- _À faire_:
[a] Recopiez à l'identique le passage de l'extrait sur les critères d'ordre de licenciement qui commence aux mots "Nous allons faire" et s'arrête après "2022 RG n°19/00946.".
[b] D'après l'extrait sur les critères d'ordre de licenciement, à quelle date la salariée a-t-elle demandé ces critères à son employeur ?
[c] Poursuivez l'extrait sur les critères d'ordre de licenciement après sa dernière phrase.
══ Extrait du document ══
Nous allons faire un tour d’horizon des décisions rendues en 2022 sur les critères d’ordre de licenciement.

1. Temporalité de la demande de critères d’ordre de licenciement

Cour d’Appel de Nîmes 19 avril 2022 RG n°19/00946.

Vous avez le droit de connaître les critères retenus par votre employeur pour fixer l’ordre des licenciements et vous permettre de vous assurer que votre employeur n’a pas été déloyal et qu’il n’a commis aucune erreur.

Vous devez néanmoins adresser votre demande par lettre recommandée avec avis de réception ou contre récépissé à votre employeur dans un délai maximum de 10 jours avant la date à laquelle vous quittez votre emploi [1].

De son côté, votre employeur à l’obligation de vous faire connaître les critères qu’il a retenus dès lors que vous en faites la demande dans les délais susvisés.

Voici une décision sur la date à laquelle vous pouvez transmettre votre demande :

Une assistante sociale licenciée pour motif économique reproche à son employeur de ne pas lui avoir communiqué les critères d’ordre des licenciements.

La salariée avait quitté son emploi le 13 février 2017 en acceptant le contrat de sécurisation professionnelle (le contrat s’arrête alors à la date d’acceptation du contrat).

Elle avait pris soin près d’un mois auparavant de faire la demande de critère d’ordre des licenciements à son employeur le 19 janvier 2017, après réception de la lettre de convocation à l’entretien préalable.
═══
══ Données fournies ══
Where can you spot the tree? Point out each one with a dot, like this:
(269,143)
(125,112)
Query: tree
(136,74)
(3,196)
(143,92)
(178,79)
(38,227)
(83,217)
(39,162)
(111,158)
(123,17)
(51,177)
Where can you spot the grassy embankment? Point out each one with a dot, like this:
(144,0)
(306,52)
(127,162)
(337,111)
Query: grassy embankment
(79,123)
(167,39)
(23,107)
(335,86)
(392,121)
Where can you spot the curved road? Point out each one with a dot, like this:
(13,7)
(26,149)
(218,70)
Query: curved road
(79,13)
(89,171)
═══
══ Données fournies ══
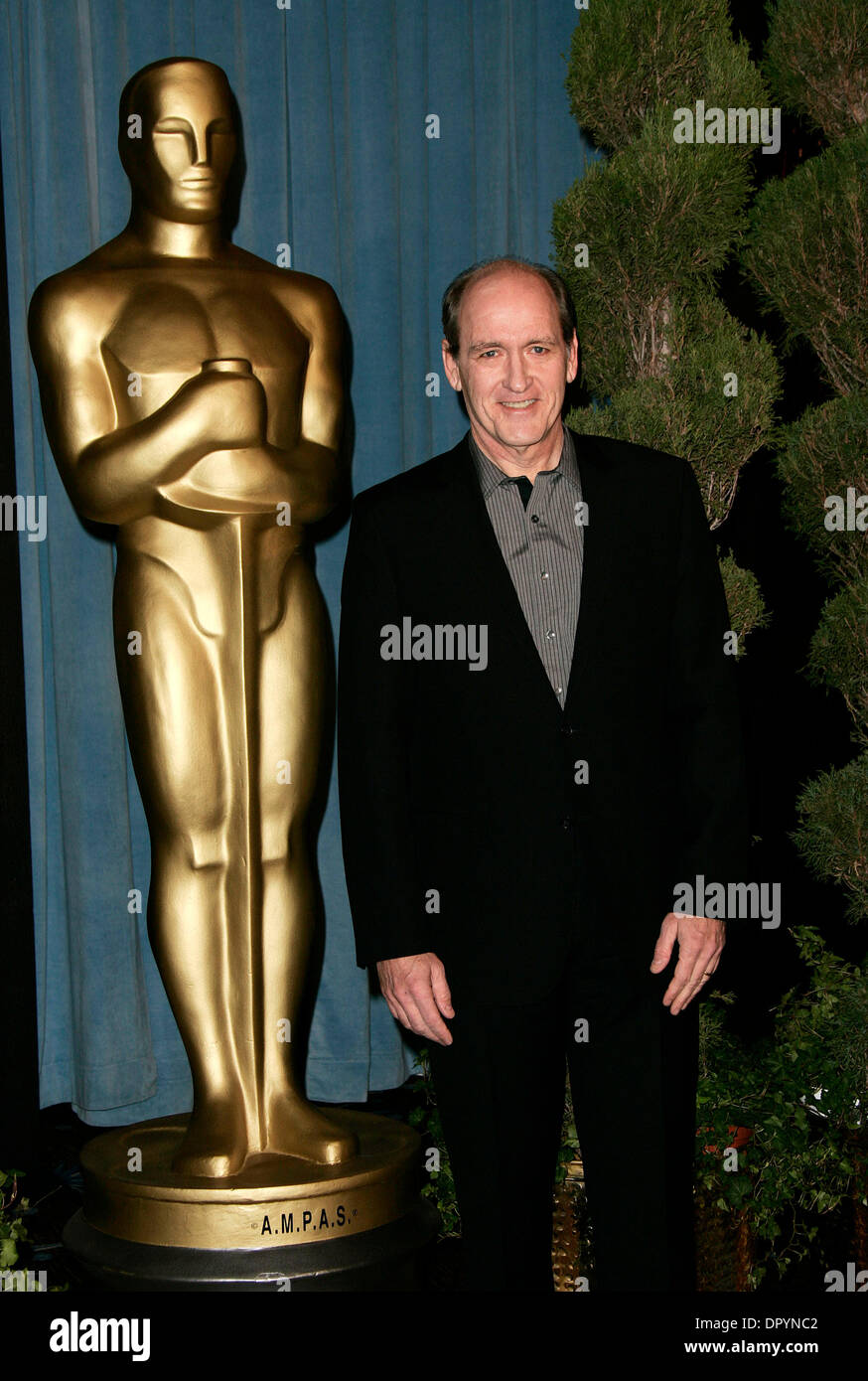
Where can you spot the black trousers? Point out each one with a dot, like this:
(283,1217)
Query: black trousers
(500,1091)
═══
- _Résultats_:
[a]
Nous allons faire un tour d’horizon des décisions rendues en 2022 sur les critères d’ordre de licenciement.

1. Temporalité de la demande de critères d’ordre de licenciement

Cour d’Appel de Nîmes 19 avril 2022 RG n°19/00946.

[b] Le 19 janvier 2017.

[c]
L’employeur prétendait que la salariée n’avait pas agi dans le délai fixé par la loi puisqu’elle avait adressé sa demande avant d’être informée de son licenciement pour motif économique.

Mais la Cour ne suit pas ce raisonnement et précise que :

« si l’article R1233-1 du Code du travail prescrit que la salariée doit formuler sa demande avant l’expiration d’un délai de 10 jours à compter de la date à laquelle elle quitte effectivement son emploi, rien n’interdit à la salariée d’agir auparavant…l’employeur qui n’a pas communiqué les critères d’ordre des licenciements malgré la demande qui lui a été faite…a privé la salariée de la possibilité de contester, lors de l’entretien préalable, le choix de procéder à son licenciement. Ce préjudice sera réparé par l’octroi d’une indemnité que la Cour arbitre à 1 000 € ».

2. Les critères d’ordre des licenciements et la discrimination liée au handicap.

Il existe un contentieux important relatif aux critères d’ordre de licenciement discriminatoires.

Voici deux décisions illustrant les difficultés rencontrées par des salariés handicapés :

1er arrêt : Cour d’Appel de Versailles 25 mai 2022 RG n°19/03629.

Un salarié handicapé fait l’objet d’un licenciement pour motif économique et adhère au contrat de sécurisation professionnelle puis conteste notamment la mise en œuvre du critère d’ordre des licenciements qu’il estime discriminatoire comme lié à son handicap.

Rappelons que l’article L1132-1 du Code du travail prohibe le licenciement du salarié en raison notamment de son handicap.

Dans cet arrêt, l’employeur aurait fait l’usage d’une possibilité offerte par la loi d’introduire des critères d’ordre non prévus par l’article L233-5 du Code du travail.

Ainsi l’employeur avait attribué des notes aux salariés comparés et avait particulièrement attribué de mauvaises notes au salarié handicapé en termes de qualité professionnelle, et de tenue de poste notamment.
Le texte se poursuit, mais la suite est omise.